Each entry below is to be returned exactly, with any pictures left out.

- EXERCISE MATERIALS
++++
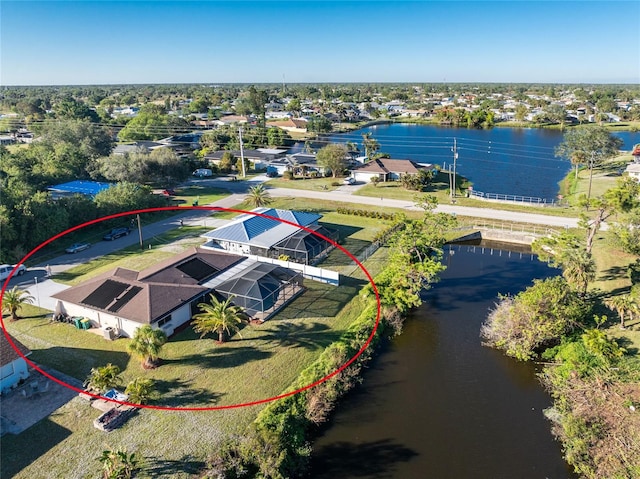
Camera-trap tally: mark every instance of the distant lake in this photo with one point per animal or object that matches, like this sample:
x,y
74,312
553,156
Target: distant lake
x,y
514,161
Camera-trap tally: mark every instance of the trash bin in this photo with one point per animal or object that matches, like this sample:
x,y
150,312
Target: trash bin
x,y
109,333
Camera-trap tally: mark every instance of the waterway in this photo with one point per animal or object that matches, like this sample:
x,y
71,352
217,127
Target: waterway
++++
- REPLY TO THE EXERCISE
Camera-trap tally: mark every instance of the distant lake in this photo with one point per animal or object that matches, like this sample:
x,y
74,312
553,156
Target: distant lake
x,y
514,161
Camera-trap tally: mark every instance of the trash bin in this photo with one point per animal or object that matches, like this sample:
x,y
150,312
Target: trash bin
x,y
109,333
Camera-trap tally: mark every instance of the waterway in this photo with one point per animal or object that matches, like this sample:
x,y
71,352
217,127
Target: waterway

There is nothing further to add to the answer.